- _What to work on_:
All records should be reproduced verbatim.

Stored data entries
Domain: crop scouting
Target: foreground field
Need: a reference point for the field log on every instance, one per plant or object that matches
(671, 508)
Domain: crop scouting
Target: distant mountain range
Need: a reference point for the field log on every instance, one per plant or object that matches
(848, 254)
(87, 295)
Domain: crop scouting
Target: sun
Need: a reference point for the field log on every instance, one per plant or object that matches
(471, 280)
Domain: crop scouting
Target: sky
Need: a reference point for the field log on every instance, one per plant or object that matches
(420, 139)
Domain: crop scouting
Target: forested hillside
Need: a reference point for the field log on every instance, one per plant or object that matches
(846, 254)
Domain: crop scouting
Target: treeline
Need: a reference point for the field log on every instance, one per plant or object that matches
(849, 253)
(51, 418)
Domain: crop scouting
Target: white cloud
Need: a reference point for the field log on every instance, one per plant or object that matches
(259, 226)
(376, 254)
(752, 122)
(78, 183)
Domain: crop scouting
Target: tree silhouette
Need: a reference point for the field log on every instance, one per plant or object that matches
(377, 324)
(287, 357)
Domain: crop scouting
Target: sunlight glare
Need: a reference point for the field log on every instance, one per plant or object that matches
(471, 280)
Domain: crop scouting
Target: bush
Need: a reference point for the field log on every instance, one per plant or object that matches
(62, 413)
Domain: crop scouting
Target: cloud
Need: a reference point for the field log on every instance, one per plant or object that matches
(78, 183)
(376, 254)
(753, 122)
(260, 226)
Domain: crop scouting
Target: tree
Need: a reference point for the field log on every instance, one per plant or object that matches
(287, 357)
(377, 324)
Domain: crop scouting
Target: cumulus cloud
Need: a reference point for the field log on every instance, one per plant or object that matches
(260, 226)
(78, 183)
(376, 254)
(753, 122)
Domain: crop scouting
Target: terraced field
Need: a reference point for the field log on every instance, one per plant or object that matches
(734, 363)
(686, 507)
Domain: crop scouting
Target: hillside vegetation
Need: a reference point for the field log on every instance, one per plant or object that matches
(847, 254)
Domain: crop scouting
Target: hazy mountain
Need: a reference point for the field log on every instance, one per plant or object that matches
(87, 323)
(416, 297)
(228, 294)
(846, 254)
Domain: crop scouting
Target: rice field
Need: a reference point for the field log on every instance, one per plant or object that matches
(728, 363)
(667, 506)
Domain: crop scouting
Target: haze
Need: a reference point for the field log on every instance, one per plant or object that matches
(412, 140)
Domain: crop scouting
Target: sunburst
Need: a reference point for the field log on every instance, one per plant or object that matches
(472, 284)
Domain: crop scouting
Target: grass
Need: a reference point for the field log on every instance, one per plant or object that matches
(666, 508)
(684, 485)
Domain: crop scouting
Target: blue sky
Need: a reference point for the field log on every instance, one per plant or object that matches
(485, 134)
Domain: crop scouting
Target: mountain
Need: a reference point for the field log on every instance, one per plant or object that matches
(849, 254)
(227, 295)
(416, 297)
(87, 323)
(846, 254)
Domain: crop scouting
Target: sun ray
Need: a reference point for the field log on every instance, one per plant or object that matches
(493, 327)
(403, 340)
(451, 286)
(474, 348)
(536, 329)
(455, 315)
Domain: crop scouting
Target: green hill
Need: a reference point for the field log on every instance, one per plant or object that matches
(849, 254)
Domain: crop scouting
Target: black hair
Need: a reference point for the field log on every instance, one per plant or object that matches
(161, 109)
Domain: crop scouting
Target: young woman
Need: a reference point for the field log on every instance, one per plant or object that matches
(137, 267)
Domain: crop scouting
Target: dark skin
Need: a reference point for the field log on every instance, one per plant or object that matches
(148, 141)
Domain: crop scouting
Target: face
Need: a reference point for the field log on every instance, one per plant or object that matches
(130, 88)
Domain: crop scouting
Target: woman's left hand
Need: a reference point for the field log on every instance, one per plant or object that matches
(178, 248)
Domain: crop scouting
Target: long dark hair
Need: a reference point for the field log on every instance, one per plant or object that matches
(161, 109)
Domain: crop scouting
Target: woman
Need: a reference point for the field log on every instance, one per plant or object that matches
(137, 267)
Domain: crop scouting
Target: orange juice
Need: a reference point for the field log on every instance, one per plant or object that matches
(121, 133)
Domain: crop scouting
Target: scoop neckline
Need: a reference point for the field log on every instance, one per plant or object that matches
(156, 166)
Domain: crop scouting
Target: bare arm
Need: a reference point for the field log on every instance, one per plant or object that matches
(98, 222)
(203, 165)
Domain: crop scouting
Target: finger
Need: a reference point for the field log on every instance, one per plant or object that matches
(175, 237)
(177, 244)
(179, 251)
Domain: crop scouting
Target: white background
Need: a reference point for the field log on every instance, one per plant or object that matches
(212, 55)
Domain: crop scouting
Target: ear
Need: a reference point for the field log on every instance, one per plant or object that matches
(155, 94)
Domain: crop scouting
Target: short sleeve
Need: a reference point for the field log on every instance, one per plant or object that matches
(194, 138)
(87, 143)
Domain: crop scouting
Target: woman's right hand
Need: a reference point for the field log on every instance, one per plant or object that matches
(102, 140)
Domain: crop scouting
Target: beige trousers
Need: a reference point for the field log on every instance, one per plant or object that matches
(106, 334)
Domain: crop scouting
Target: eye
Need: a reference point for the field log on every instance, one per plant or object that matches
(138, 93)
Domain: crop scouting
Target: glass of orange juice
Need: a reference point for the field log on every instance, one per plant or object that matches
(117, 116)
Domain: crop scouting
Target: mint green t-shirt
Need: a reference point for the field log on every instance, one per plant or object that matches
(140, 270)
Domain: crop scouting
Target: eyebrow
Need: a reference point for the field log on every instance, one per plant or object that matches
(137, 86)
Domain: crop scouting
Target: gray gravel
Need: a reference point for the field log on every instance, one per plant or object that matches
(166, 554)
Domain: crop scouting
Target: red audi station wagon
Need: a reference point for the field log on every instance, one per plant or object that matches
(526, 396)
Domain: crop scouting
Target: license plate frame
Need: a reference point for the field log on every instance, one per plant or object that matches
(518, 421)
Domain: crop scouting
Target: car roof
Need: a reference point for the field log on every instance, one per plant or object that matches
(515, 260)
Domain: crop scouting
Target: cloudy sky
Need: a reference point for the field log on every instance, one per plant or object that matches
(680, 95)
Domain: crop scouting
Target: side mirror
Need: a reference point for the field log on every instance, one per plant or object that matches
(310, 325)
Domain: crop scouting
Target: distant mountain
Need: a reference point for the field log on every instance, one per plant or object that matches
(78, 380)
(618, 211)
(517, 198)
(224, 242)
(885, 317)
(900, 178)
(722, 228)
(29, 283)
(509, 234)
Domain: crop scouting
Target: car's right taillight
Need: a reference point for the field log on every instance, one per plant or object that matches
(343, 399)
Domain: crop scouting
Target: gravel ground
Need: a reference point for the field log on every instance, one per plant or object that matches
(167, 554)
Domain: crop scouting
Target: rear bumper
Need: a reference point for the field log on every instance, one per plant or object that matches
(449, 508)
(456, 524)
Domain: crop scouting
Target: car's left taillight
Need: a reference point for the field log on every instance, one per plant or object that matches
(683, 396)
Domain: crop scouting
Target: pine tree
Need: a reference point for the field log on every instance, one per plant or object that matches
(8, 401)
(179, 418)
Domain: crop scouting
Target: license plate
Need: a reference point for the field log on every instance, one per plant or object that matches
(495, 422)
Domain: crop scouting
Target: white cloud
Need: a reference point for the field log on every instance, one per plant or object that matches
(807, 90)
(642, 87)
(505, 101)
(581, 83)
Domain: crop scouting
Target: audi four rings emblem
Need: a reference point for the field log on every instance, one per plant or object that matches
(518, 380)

- _Correct answer_:
Domain: crop scouting
Target: foreground field
Need: a reference point for the field log on every instance, one per plant or object that matches
(671, 508)
Domain: crop scouting
Target: distant mountain range
Need: a reference point for the field log on every instance, one per plant or object that matches
(848, 254)
(87, 295)
Domain: crop scouting
Target: sun
Need: a reference point for the field log on every instance, one per plant or object that matches
(471, 280)
Domain: crop scouting
Target: sky
Need: a reference point for the field log on every instance, one per plant or object that matches
(420, 139)
Domain: crop scouting
Target: forested hillside
Need: a reference point for the field log on every instance, one per plant or object that matches
(846, 254)
Domain: crop scouting
Target: treeline
Need: a reference point for the field log on every instance, one per plant or object that matches
(849, 253)
(51, 418)
Domain: crop scouting
Target: white cloud
Need: a reference point for the field log on every instance, one per plant or object that matches
(259, 226)
(376, 254)
(752, 122)
(78, 183)
Domain: crop scouting
Target: tree silhouette
Need: a reference point for the field log on every instance, one per plant or object that matches
(377, 324)
(287, 357)
Domain: crop scouting
Target: sunlight glare
Need: a reference point for the field log on every instance, one per plant or object that matches
(471, 280)
Domain: crop scouting
Target: bush
Need: a reference point for the field log on every instance, one per plant or object that matches
(62, 413)
Domain: crop scouting
Target: cloud
Need: a reference point for the field log on every instance, one per plant or object that matches
(78, 183)
(376, 254)
(753, 122)
(260, 226)
Domain: crop scouting
Target: tree
Need: a reference point for the field log on every instance, one per plant or object that matches
(287, 357)
(377, 324)
Domain: crop scouting
Target: cumulus cloud
Need: a reference point for the field log on every instance, one per plant or object that matches
(260, 226)
(78, 183)
(376, 254)
(753, 122)
Domain: crop scouting
Target: terraced field
Need: a reference point for the field log on every instance, one per plant or object that matches
(734, 363)
(686, 507)
Domain: crop scouting
Target: hillside vegetation
Need: a reference point for the field log on every instance, one per plant or object that matches
(847, 254)
Domain: crop scouting
Target: hazy mountain
Need: a reference point for the field log on every instance, one per plant or object that matches
(87, 323)
(416, 297)
(228, 294)
(846, 254)
Domain: crop scouting
Target: rice field
Need: a reference point for the field log on every instance, one per plant or object that matches
(728, 363)
(667, 506)
Domain: crop scouting
Target: haze
Need: a reference point for the field log on every instance, one per plant or object that matches
(412, 140)
Domain: crop scouting
Target: sunburst
Need: a reference point for the field log on every instance, one per plant or object that matches
(472, 284)
Domain: crop scouting
Target: grass
Need: a reference point for the field log on every instance, one per plant or object that matches
(666, 508)
(684, 485)
Domain: crop scouting
Target: blue sky
Need: a reference point for the field log on every instance, one per plant or object that matches
(485, 134)
Domain: crop scouting
Target: mountain
Need: a reference point for the field log on every instance, one per plant or object that matches
(849, 254)
(227, 295)
(416, 297)
(87, 323)
(846, 254)
Domain: crop scouting
Target: sun ray
Need: a reference point for the field log on every instance, one per plant or object that matches
(493, 327)
(403, 340)
(451, 286)
(474, 348)
(536, 329)
(455, 315)
Domain: crop scouting
Target: green hill
Need: a reference point for the field log on every instance, one per plant or object that matches
(849, 254)
Domain: crop scouting
Target: black hair
Need: a reference point for the field log on every instance, one per plant or object that matches
(161, 109)
Domain: crop scouting
Target: young woman
Need: a reference point for the field log on every instance, one per plant or object that matches
(137, 267)
Domain: crop scouting
Target: dark skin
Need: a reference point for the field log on every instance, one per plant or object that matches
(148, 141)
Domain: crop scouting
Target: face
Need: a reference point for the field log on every instance, one per plant or object that matches
(130, 88)
Domain: crop scouting
Target: woman's left hand
Need: a reference point for the field log on every instance, one per plant or object that matches
(178, 248)
Domain: crop scouting
Target: long dark hair
Need: a reference point for the field log on every instance, one per plant or object that matches
(161, 109)
Domain: crop scouting
Target: woman
Need: a reference point for the field log on every instance, one per plant or object that matches
(137, 267)
Domain: crop scouting
Target: orange juice
Need: a reference point for the field log on every instance, one per plant or object that matches
(121, 133)
Domain: crop scouting
Target: scoop neckline
Need: a reference point for the field log on every instance, one per plant or object that matches
(156, 166)
Domain: crop scouting
Target: bare arm
Need: a reference point for the field log on every instance, one per plant or object that matches
(98, 222)
(203, 165)
Domain: crop scouting
Target: finger
Need: a reference point for the field log on every instance, one per plant or object that matches
(175, 237)
(177, 244)
(179, 251)
Domain: crop scouting
Target: white background
Need: a reference point for the field log on every instance, one per plant or object that matches
(212, 55)
Domain: crop scouting
Target: ear
Need: a reference point for the field log on every instance, one per plant or object that matches
(155, 94)
Domain: crop scouting
Target: short sleeve
Need: a reference point for the field log on every instance, one per plant or object that matches
(194, 138)
(87, 143)
Domain: crop scouting
Target: woman's right hand
Need: a reference point for the field log on every instance, one per plant or object that matches
(102, 140)
Domain: crop scouting
Target: beige trousers
Need: a reference point for the field log on every instance, one per plant or object that matches
(106, 334)
Domain: crop scouting
Target: eye
Need: a reference point for the field log on every instance, one per plant or object that matches
(138, 93)
Domain: crop scouting
Target: glass of orange juice
Need: a reference point for the field log on every instance, one per plant or object that matches
(117, 116)
Domain: crop scouting
Target: mint green t-shirt
Need: a reference point for the field log on every instance, one per plant or object that matches
(140, 270)
Domain: crop scouting
Target: eyebrow
Need: a reference point for the field log on every instance, one per plant or object that matches
(137, 86)
Domain: crop scouting
Target: gray gravel
Need: a reference point for the field log on every instance, one per plant or object that matches
(166, 554)
Domain: crop scouting
Target: red audi station wagon
Need: a reference point for the field log on every instance, one per plant or object that matches
(526, 396)
Domain: crop scouting
Target: license plate frame
Need: a reference point for the field log on every instance, one per plant or object that matches
(518, 421)
Domain: crop scouting
Target: car roof
Need: a reference point for the field log on every instance, one per plant or object that matches
(515, 260)
Domain: crop scouting
Target: cloudy sky
Need: a reference point for the field log on every instance, one per plant or object that matches
(680, 95)
Domain: crop scouting
Target: side mirror
Need: a reference point for the field log on every instance, one per plant or object that matches
(310, 325)
Domain: crop scouting
Target: distant mountain
Need: a reference point for the field log on every instance, one per plant or object that matches
(78, 380)
(618, 211)
(517, 198)
(224, 242)
(885, 317)
(900, 178)
(722, 228)
(29, 283)
(509, 234)
Domain: crop scouting
Target: car's right taillight
Need: a reference point for the field log on every instance, one per plant or object that matches
(343, 399)
Domain: crop scouting
Target: gravel ground
Need: a reference point for the field log on every instance, one per plant or object that matches
(167, 554)
Domain: crop scouting
Target: rear bumper
Need: a reference point for the field log on every instance, one per plant or object that matches
(449, 508)
(456, 524)
Domain: crop scouting
Target: car's left taillight
Need: a reference point for the field log on every instance, one per plant or object that matches
(683, 396)
Domain: crop scouting
Target: pine tree
Need: a reference point for the field log on every instance, one per plant or object that matches
(8, 401)
(179, 418)
Domain: crop scouting
Target: license plate
Need: a reference point for the field log on every instance, one per plant or object that matches
(495, 422)
Domain: crop scouting
Target: white cloud
Need: a reference point for the field log on every instance, one per plant or object that matches
(807, 90)
(642, 87)
(505, 101)
(581, 83)
Domain: crop scouting
Target: audi four rings emblem
Need: a reference point for the field log on every instance, one per plant or object that matches
(518, 380)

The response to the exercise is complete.